**Your assignment:** Where a record contains a picture, omit the picture and repeat the rest exactly.

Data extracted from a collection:

-*-*-

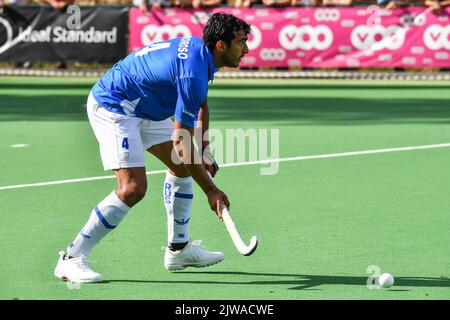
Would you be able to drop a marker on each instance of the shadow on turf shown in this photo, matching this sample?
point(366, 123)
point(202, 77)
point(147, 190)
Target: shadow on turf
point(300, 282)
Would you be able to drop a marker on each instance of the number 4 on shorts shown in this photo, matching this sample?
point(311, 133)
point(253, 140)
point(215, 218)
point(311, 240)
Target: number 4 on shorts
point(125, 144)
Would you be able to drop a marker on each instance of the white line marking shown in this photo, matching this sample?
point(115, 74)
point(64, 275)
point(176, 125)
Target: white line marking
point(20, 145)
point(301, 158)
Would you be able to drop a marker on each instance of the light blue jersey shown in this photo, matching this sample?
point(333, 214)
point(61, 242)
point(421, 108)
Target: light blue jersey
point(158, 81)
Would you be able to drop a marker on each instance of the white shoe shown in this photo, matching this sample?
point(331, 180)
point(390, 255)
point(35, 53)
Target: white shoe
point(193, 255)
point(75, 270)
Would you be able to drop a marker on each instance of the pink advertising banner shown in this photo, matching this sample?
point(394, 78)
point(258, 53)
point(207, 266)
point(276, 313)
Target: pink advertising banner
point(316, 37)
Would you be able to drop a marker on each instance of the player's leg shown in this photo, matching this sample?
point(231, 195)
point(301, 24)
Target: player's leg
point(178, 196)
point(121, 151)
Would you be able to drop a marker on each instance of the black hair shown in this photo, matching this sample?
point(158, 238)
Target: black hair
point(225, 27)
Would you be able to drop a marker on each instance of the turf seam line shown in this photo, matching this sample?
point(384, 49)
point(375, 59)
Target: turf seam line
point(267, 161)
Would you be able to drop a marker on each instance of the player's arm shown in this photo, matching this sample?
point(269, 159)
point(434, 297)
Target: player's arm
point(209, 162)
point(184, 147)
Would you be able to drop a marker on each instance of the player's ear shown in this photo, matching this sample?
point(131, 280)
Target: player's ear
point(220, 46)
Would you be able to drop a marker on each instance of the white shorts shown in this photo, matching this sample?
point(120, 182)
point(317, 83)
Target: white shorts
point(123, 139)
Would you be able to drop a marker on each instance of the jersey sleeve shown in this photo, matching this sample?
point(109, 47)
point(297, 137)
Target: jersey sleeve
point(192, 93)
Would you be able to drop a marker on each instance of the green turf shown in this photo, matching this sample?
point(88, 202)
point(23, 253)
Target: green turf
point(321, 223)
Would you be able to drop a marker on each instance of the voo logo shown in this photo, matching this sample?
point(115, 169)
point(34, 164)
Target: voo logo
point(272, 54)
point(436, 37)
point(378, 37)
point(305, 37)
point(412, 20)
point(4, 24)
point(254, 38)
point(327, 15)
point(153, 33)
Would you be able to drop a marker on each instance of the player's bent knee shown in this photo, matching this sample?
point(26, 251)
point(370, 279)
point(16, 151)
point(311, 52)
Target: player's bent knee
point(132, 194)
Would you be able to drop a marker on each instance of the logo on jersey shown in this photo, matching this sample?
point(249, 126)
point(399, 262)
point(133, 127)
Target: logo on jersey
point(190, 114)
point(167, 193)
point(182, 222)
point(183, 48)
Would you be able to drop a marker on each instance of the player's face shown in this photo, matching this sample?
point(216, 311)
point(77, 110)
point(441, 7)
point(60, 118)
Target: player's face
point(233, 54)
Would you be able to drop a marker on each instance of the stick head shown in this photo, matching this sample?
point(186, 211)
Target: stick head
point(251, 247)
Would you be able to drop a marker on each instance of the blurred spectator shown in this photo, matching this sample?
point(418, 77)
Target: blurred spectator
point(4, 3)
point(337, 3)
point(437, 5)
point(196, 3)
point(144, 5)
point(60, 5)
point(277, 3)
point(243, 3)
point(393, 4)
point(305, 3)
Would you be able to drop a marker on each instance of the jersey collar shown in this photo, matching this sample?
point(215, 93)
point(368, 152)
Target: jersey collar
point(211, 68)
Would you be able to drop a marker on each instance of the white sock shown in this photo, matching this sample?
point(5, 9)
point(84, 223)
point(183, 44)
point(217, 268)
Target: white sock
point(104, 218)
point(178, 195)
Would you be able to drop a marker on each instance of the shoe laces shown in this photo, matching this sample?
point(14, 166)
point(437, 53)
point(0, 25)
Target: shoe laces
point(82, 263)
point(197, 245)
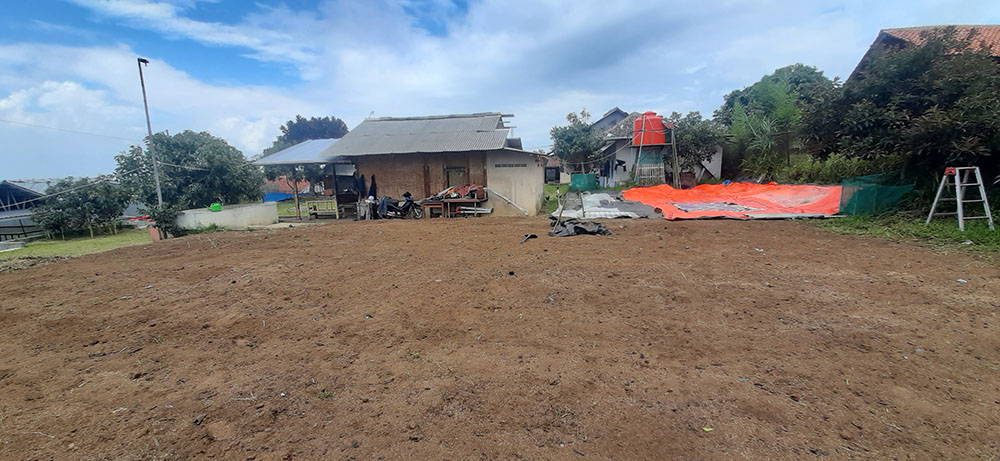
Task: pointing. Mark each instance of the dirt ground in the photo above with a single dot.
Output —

-*-*-

**Expected output:**
Would you be able to drop a marker on each instance of the shadow on turf shown in this photo, matching this sample?
point(366, 123)
point(202, 77)
point(147, 190)
Target: shadow on turf
point(300, 282)
Would you be able to drop a marker on each instance of the number 4 on shorts shown in this photo, matching this sample?
point(311, 133)
point(253, 140)
point(215, 218)
point(311, 240)
Target: number 4 on shorts
point(125, 144)
Would you be able to drop a marker on each instance of the white line marking shown in this photo, matching this sample?
point(115, 74)
point(64, 275)
point(176, 125)
Target: white line marking
point(20, 145)
point(301, 158)
Would you be able to drop a marker on each instance of the light blue jersey shown in this photo, matching this sample?
point(333, 214)
point(61, 242)
point(421, 108)
Target: light blue jersey
point(158, 81)
Would you be able to drop a marker on each instance of the white shoe shown in this photo, matching this sample?
point(331, 180)
point(390, 255)
point(35, 53)
Target: white shoe
point(193, 255)
point(75, 270)
Would you be able to drop a marker on each instance of the pink advertising banner shown in this photo, matching this sample?
point(394, 78)
point(258, 53)
point(207, 266)
point(276, 313)
Target: pink advertising banner
point(316, 37)
Would you be able to drop a marker on each instance of the player's leg shown in this photo, matching this sample?
point(231, 195)
point(301, 24)
Target: player's leg
point(178, 196)
point(121, 151)
Would you be able to drop a marker on each instance of the black hair shown in this photo, matching this sample?
point(158, 238)
Target: black hair
point(225, 27)
Would you be able to drop a marker on each instance of the turf seam line shown in this photo, matching this sample?
point(384, 49)
point(375, 59)
Target: turf seam line
point(267, 161)
Would you be able to drop a marker on each instance of the player's arm shown in this photo, matching this sample?
point(269, 159)
point(434, 297)
Target: player's arm
point(209, 162)
point(184, 147)
Would you be able to drop a marker on each instance of the player's ear shown in this photo, matching this sample?
point(131, 280)
Target: player's ear
point(220, 46)
Would you be able to drop a marker on each instance of the white shorts shown in this photo, matching this sample?
point(120, 182)
point(317, 83)
Target: white shorts
point(123, 139)
Would you be able to drop a marker on each instance of the jersey sleeve shown in this photo, matching this sample?
point(109, 47)
point(297, 137)
Target: jersey sleeve
point(192, 93)
Would you be able to drop a marker on each instance of the green turf shown in this photo, matching this sample?
point(88, 202)
point(23, 253)
Target: green turf
point(321, 223)
Would you be able to drop a marker on each instance of the voo logo shown in this photo, matching this sample?
point(115, 169)
point(34, 164)
Target: voo logo
point(272, 54)
point(436, 37)
point(378, 37)
point(305, 37)
point(412, 20)
point(4, 24)
point(254, 38)
point(327, 15)
point(153, 33)
Would you be able to drop a marker on each instance of the player's bent knee shown in this photo, matching this sample?
point(26, 251)
point(370, 279)
point(16, 151)
point(311, 52)
Target: player's bent knee
point(132, 194)
Would you be able to drop a marker on each instance of the logo on jersey shown in this photo, matching this sample?
point(249, 126)
point(399, 262)
point(133, 127)
Target: logo on jersey
point(190, 114)
point(167, 193)
point(182, 222)
point(183, 48)
Would you be able to drop a marker on each instance of the player's face shown in this photo, matching this sample?
point(216, 311)
point(77, 110)
point(441, 7)
point(60, 118)
Target: player's face
point(233, 54)
Would you be able to drop a marker on each instance of the stick head shown in this photo, matching this sample?
point(186, 211)
Target: stick head
point(251, 247)
Would you be able to drop a marker on each instance of the blurred spectator shown in this photo, matching this sample?
point(418, 77)
Target: blurred spectator
point(4, 3)
point(337, 3)
point(437, 5)
point(196, 3)
point(144, 5)
point(60, 5)
point(277, 3)
point(243, 3)
point(393, 4)
point(305, 3)
Would you be able to drop a marker on each instance of the jersey collar shown in this photo, matching this sample?
point(215, 93)
point(368, 152)
Target: jersey collar
point(211, 68)
Would you be able to drop a marker on each instance of the white sock shown in this photo, matching this sample?
point(5, 9)
point(84, 223)
point(183, 44)
point(217, 268)
Target: white sock
point(104, 218)
point(178, 195)
Would you be able to drop a marker on each instance of the shoe laces shown in this photo, matching this sample?
point(14, 166)
point(437, 53)
point(0, 25)
Target: shoe laces
point(82, 263)
point(197, 245)
Task: pointing. Mark each instance of the dirt ground in the photo above with a single dot.
Output —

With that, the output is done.